● Requirement A
List every expression that appears in backtick code formatting in the passage on labeling patterns in SDM below.

— BEGIN Quoted text —

To deal with this problem, we can attach a label to each pattern. The labels are short character strings that are easier to recognize than long vectors. But keep in mind: The labels are metadata, outside the memory system itself. They could be removed entirely and nothing would change in the operation of the SDM.

When a pattern is committed to memory, it goes into a dictionary, `IDX`, where the label is the key and the pattern is the associated value. The label is any valid character string. The stored binary vector is generated `make_rand_bitvec()`.

Even apart from the labels, it's important to keep a list of everything that's been stored in the memory. Without it, there's no practical way of ever getting anything out again.


In [None]:

# To implement the labeling system, we add new methods to several functions. In most
# cases the new methods accept a label in the place of a BitVector.


# Create an IDX entry where `(key, value) == (label, v)`. If v is not supplied,
# generate a random BitVector of length d. Finally, store v in the SDM. Note that
# if `label` is already present in IDX, then any supplied value of v will be
# ignore, and the existing vector from IDX will be stored instead. Thus a value
# cannot be overwritten in IDX, but the same value can be stored multiple times
# in SDM.

— END Quoted text —

● Requirement B
In the records below, start at the line that has "[mask] green tree -> every instance" and stop after the line that has "192 246 L 216". Render those lines as a JSON list of strings, one string per line, with blank lines left out.

— BEGIN Material for the task —

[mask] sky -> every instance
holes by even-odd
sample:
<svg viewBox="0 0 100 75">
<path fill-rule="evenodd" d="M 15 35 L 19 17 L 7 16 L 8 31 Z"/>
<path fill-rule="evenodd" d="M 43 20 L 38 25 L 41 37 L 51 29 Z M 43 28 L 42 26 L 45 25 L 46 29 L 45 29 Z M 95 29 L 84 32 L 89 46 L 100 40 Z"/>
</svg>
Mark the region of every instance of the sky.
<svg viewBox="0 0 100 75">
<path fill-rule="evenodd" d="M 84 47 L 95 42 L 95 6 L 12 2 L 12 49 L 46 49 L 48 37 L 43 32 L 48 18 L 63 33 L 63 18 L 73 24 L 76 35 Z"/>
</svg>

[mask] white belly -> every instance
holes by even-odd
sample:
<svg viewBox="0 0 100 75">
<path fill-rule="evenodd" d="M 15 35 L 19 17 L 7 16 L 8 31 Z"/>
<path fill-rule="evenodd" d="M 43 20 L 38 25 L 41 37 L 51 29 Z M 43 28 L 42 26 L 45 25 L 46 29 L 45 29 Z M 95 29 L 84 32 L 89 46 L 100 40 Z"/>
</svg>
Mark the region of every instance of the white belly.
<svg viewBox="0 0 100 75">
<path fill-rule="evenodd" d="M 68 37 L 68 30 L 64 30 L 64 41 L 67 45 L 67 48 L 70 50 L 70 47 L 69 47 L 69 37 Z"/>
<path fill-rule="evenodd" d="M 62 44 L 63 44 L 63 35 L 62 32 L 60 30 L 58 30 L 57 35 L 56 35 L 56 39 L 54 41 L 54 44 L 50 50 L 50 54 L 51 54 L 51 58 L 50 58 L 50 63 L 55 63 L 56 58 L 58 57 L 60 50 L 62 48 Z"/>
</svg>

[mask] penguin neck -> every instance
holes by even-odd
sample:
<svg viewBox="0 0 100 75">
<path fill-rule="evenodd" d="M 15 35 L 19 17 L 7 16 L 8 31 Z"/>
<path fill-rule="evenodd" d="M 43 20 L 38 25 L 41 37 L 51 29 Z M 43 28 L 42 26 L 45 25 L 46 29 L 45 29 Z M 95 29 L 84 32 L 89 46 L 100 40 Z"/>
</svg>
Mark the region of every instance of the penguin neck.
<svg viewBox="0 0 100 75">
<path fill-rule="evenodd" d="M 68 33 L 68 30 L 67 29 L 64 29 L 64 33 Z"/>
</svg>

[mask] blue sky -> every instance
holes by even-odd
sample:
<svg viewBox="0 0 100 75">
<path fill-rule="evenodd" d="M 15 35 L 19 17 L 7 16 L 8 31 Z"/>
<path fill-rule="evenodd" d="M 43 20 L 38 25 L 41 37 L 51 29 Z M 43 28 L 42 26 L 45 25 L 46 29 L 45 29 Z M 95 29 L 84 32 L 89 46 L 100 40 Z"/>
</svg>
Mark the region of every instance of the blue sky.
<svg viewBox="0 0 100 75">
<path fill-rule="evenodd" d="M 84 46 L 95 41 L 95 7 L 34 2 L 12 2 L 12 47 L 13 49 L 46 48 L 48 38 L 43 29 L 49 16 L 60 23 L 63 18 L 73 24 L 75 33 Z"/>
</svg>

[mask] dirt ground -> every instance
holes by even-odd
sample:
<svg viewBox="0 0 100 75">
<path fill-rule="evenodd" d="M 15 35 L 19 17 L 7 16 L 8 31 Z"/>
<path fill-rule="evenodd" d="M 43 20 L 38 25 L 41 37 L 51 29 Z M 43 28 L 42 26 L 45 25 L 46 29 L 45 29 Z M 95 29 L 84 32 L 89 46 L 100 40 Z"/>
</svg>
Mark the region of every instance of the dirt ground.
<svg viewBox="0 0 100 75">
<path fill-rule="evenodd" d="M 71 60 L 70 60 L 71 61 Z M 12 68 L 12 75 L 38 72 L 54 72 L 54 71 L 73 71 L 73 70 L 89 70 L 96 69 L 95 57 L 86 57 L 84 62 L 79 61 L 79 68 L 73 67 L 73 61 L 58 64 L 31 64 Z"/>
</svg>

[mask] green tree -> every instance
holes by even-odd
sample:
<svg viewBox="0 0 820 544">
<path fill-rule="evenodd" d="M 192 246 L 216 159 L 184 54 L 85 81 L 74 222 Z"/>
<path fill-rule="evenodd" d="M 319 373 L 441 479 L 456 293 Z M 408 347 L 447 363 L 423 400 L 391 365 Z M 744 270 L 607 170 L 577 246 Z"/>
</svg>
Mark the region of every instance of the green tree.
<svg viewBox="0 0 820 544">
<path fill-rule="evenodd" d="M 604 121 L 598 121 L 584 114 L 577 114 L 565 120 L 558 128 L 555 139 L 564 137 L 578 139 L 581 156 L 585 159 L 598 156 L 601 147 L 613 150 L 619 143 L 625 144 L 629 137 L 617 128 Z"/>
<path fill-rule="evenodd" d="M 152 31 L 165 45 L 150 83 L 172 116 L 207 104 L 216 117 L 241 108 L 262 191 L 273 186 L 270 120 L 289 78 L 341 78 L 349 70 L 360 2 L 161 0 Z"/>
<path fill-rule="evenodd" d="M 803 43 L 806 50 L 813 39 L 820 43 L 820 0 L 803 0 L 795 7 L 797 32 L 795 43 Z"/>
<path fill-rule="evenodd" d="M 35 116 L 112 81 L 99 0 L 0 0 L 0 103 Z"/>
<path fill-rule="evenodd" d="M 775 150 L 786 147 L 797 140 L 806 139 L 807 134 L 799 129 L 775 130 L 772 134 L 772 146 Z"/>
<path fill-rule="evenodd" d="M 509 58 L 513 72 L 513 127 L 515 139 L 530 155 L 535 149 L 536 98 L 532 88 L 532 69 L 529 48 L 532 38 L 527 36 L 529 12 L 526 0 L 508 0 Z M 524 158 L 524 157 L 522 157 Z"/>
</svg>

— END Material for the task —

● Problem solution A
IDX
make_rand_bitvec()
(key, value) == (label, v)
label

● Problem solution B
[
  "[mask] green tree -> every instance",
  "holes by even-odd",
  "sample:",
  "<svg viewBox=\"0 0 820 544\">",
  "<path fill-rule=\"evenodd\" d=\"M 192 246 L 216 159 L 184 54 L 85 81 L 74 222 Z\"/>"
]